[Bounding-box entries]
──────────────────────────────
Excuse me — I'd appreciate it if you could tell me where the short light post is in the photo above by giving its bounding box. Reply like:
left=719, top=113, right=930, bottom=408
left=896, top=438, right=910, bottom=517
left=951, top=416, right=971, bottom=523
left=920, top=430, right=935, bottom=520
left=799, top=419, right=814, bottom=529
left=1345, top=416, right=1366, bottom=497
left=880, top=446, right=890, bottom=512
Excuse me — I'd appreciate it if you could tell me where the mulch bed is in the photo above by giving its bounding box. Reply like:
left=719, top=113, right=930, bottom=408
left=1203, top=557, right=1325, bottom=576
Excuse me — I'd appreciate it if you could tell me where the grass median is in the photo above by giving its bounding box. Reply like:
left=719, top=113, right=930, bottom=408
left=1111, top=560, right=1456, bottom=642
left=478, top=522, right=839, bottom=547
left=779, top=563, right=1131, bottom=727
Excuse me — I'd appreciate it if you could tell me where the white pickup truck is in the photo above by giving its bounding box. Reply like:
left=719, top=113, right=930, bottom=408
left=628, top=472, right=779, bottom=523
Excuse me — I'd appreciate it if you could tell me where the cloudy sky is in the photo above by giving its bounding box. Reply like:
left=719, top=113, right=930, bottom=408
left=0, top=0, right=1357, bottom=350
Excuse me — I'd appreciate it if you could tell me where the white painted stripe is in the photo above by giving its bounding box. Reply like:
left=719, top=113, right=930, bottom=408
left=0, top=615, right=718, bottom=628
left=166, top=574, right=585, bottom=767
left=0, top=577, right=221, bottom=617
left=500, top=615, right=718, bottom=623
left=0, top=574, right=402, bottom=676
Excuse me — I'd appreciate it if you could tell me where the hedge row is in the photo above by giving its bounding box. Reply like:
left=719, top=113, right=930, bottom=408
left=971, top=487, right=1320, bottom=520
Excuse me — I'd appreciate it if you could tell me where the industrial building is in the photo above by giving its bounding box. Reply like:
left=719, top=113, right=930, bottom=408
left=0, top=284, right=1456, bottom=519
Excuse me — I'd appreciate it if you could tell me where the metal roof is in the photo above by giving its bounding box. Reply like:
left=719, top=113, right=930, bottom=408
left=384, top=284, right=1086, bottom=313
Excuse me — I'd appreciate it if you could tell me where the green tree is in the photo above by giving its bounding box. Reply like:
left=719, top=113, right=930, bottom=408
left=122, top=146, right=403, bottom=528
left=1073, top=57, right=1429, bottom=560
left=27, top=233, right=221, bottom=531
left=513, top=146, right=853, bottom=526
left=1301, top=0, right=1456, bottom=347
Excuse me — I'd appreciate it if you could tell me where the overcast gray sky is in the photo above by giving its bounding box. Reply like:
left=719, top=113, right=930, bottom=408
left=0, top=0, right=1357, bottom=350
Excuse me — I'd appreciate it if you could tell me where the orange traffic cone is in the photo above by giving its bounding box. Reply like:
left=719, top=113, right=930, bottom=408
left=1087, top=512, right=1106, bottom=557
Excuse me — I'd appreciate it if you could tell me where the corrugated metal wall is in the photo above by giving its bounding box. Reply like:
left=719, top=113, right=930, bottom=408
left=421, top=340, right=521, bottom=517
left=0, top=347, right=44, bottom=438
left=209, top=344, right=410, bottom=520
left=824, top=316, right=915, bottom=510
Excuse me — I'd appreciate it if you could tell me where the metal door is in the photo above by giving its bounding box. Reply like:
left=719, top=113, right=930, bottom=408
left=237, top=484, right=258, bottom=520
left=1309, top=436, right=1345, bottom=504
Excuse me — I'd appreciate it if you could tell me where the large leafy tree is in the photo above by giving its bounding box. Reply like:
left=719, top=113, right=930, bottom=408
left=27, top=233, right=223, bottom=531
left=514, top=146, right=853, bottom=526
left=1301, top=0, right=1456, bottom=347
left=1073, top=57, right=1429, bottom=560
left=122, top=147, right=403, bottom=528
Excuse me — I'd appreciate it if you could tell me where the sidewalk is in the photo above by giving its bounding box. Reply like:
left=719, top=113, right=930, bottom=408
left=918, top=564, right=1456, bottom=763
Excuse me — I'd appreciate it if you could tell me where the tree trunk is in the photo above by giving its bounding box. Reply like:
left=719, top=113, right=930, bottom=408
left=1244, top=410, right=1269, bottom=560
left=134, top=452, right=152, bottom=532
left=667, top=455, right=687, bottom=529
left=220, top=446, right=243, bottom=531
──────────────────────────────
» **Directive**: Please copy every one of the entries above word for word, keeping each line unchanged.

» **Written reply**:
Excuse me — I'd appreciate it if you could tell me where the short light post is in the photo above by giving its bounding box. Reply like:
left=719, top=113, right=930, bottom=408
left=896, top=438, right=910, bottom=517
left=951, top=416, right=971, bottom=523
left=920, top=430, right=935, bottom=520
left=799, top=419, right=814, bottom=529
left=1345, top=416, right=1366, bottom=497
left=880, top=446, right=890, bottom=512
Excuse me — I'd appreciate it if you could tell me where the mulch bed is in the photo above by giving its bounding box. Reply like:
left=719, top=113, right=930, bottom=408
left=1203, top=557, right=1325, bottom=576
Excuse me — I'd appreciate it if you could tell me where the grass median is in the photo above by giving its bounding box. Reply like:
left=719, top=113, right=930, bottom=408
left=1111, top=560, right=1456, bottom=642
left=478, top=522, right=839, bottom=547
left=779, top=563, right=1131, bottom=727
Excuse me — I'd appreciate it if you could tell me where the white pickup truck is in the photo above by giving its bounding box. Reply like:
left=719, top=113, right=930, bottom=408
left=628, top=472, right=779, bottom=523
Excuse me — I'd appreciate it if you could tell me where the cloudy sky is in the photo above by giving its bounding box. Reply like:
left=719, top=113, right=930, bottom=408
left=0, top=0, right=1357, bottom=350
Excuse me — I'd appreciate it if you could tell me where the white painted stripe is in the photo above by giving its bounding box. Reply like:
left=719, top=113, right=930, bottom=408
left=0, top=615, right=718, bottom=628
left=166, top=574, right=585, bottom=767
left=0, top=577, right=221, bottom=617
left=500, top=615, right=718, bottom=623
left=0, top=574, right=402, bottom=676
Excuse me — I'd appreciate it if you could tell me where the hedge row is in the photo above by giving its bounding box. Reply like:
left=719, top=113, right=930, bottom=408
left=971, top=487, right=1320, bottom=520
Excuse me — I'd appreciate it if you could tell me where the industrial building is in the photo above by giving its bounding box. Reply like:
left=719, top=113, right=930, bottom=408
left=0, top=284, right=1456, bottom=519
Excuse me — I'd appreciate it if you could tell me where the metal roof is in the photo above by giving its bounding box. Reply like:
left=719, top=113, right=930, bottom=408
left=384, top=284, right=1086, bottom=313
Excuse me — I'd appreciate it if you could tell me where the green tree is in the photo above by giving its bounding box. Reply like:
left=719, top=113, right=930, bottom=408
left=122, top=146, right=403, bottom=528
left=1073, top=57, right=1429, bottom=560
left=27, top=233, right=221, bottom=531
left=513, top=146, right=853, bottom=526
left=1301, top=0, right=1456, bottom=347
Excuse me — I'd appreciate it if you could tell me where the overcast gray sky is in the photo above by giving its bounding box. Reply like:
left=719, top=113, right=930, bottom=408
left=0, top=0, right=1357, bottom=350
Excuse me — I'd appreciate it if you could tell me where the orange traffic cone is in the photo above by giving its bounding box. Reply like:
left=719, top=113, right=930, bottom=408
left=1087, top=512, right=1106, bottom=557
Excuse me — I'd appreciate it if you could tell me where the corrugated metal wall is in the photo above by giving its bounding box. Reply like:
left=719, top=113, right=930, bottom=408
left=421, top=340, right=521, bottom=517
left=0, top=347, right=44, bottom=438
left=209, top=344, right=410, bottom=520
left=824, top=316, right=915, bottom=510
Excuse me — I'd appreciate it if you could tell me where the metal door is in the photo above by giving its bounding box. Reply like:
left=719, top=113, right=930, bottom=408
left=237, top=484, right=258, bottom=520
left=1309, top=436, right=1345, bottom=504
Excuse me — I'd appreciate it if you could tell me where the large leafy tree is in the photo above by giving its bounding box. Reply like:
left=719, top=113, right=930, bottom=408
left=27, top=233, right=223, bottom=531
left=514, top=146, right=853, bottom=526
left=1301, top=0, right=1456, bottom=347
left=1073, top=57, right=1429, bottom=560
left=122, top=147, right=403, bottom=528
Excuse me — I'd appreciate it if you could tell me where the sidewalk is in the photo above by giving its bounding box. Reply like:
left=719, top=113, right=930, bottom=408
left=918, top=564, right=1456, bottom=763
Excuse me — I'd appreciate it if you could tell me where the tree trunk is in the photo above by giving its bounding box. Reply like:
left=719, top=113, right=930, bottom=408
left=1244, top=410, right=1269, bottom=560
left=134, top=452, right=152, bottom=532
left=667, top=455, right=687, bottom=529
left=220, top=446, right=243, bottom=531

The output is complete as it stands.